[begin THE INPUT]

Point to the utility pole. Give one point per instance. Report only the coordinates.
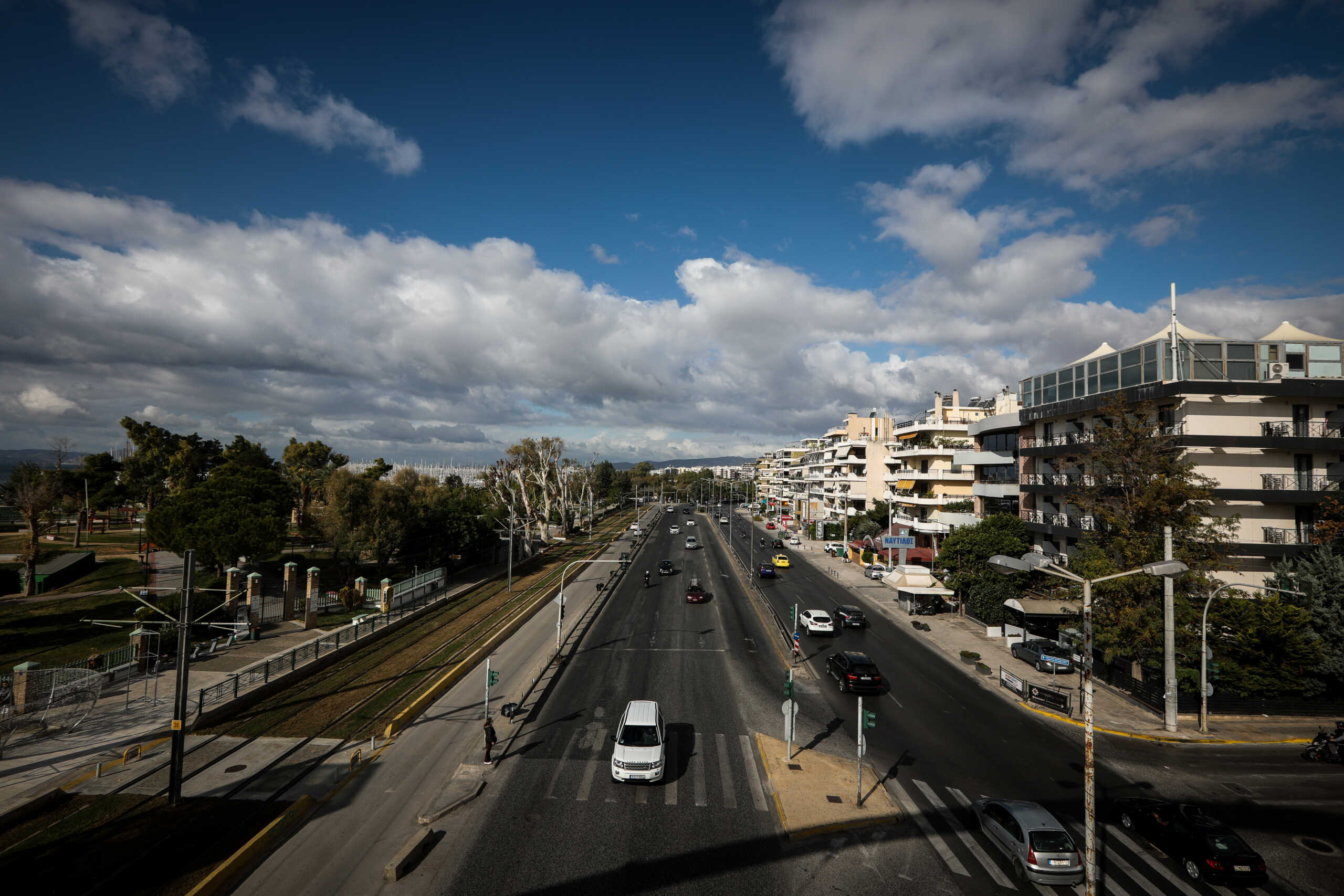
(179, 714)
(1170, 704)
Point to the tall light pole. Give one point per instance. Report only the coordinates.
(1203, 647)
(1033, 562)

[end THE INPUT]
[begin THE INPUT]

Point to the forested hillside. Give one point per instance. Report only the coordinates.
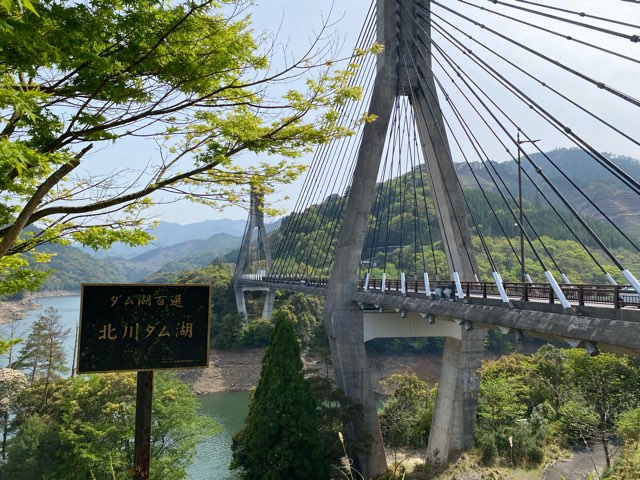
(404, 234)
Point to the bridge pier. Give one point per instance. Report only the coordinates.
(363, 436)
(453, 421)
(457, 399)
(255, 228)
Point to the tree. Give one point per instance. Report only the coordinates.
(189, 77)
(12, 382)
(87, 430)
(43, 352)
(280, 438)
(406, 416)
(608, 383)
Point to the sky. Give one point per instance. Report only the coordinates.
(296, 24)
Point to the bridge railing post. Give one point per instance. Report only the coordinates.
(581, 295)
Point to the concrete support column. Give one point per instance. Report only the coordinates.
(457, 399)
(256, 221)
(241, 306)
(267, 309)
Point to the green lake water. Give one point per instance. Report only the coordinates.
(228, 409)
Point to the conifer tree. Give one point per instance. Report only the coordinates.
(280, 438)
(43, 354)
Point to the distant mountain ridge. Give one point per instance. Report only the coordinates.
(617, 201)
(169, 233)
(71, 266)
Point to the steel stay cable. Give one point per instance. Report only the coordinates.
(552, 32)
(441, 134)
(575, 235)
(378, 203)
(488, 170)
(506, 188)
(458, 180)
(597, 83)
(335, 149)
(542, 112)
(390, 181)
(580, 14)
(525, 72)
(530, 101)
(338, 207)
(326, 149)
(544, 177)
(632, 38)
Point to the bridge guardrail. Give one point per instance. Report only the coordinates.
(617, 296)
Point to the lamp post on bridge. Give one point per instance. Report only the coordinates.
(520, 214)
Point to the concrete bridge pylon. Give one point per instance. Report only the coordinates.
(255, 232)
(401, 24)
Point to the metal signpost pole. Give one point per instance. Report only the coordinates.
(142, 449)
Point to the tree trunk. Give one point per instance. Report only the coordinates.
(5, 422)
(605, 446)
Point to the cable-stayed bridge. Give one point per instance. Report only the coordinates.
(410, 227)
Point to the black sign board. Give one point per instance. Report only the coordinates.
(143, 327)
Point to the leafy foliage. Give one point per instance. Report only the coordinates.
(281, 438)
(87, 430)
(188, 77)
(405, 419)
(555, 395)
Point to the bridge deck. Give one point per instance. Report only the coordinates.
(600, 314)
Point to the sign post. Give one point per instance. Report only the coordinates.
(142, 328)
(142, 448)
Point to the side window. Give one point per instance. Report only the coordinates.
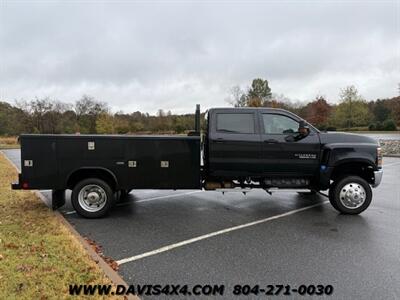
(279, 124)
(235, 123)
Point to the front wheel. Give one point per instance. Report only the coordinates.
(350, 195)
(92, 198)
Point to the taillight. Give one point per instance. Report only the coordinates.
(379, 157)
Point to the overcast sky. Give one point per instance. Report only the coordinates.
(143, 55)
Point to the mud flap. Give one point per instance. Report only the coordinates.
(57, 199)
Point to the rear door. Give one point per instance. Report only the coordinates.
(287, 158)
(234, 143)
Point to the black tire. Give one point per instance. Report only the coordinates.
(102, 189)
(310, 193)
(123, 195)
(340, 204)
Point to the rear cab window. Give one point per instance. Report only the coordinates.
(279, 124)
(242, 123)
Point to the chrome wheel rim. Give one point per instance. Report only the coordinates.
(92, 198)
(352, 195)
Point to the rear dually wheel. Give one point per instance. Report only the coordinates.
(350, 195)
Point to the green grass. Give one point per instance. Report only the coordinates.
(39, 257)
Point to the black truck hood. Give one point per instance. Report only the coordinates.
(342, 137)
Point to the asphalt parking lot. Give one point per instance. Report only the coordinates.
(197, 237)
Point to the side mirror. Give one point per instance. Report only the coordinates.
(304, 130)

[end THE INPUT]
[begin THE INPUT]

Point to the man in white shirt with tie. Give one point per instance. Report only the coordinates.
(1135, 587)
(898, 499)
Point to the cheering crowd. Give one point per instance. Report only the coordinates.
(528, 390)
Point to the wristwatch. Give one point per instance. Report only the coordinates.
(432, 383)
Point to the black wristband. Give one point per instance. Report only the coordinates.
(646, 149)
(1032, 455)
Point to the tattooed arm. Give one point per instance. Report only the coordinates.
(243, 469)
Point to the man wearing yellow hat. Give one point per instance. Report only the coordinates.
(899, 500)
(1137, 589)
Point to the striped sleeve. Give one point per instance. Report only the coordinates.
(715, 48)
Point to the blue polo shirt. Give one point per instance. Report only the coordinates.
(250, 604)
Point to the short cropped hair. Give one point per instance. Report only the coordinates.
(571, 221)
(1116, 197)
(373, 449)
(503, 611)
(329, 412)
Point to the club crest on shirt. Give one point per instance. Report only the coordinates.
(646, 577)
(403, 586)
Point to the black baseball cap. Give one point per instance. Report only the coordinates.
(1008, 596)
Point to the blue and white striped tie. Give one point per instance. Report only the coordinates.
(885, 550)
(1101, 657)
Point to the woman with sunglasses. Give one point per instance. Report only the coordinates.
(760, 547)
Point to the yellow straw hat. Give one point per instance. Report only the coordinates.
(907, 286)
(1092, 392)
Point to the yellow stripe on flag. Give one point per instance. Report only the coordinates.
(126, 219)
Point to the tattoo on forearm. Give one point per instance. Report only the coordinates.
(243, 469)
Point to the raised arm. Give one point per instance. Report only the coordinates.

[end THE INPUT]

WHAT THE TASK ASKS:
Please pick out and copy each line of the listing that contains the word "cable", matching case exactly.

TASK RESPONSE:
Point to the steel stay cable. Give one point per instance. Report only the coordinates.
Point to the cable-stayed bridge. Give one point per instance. Report only the coordinates.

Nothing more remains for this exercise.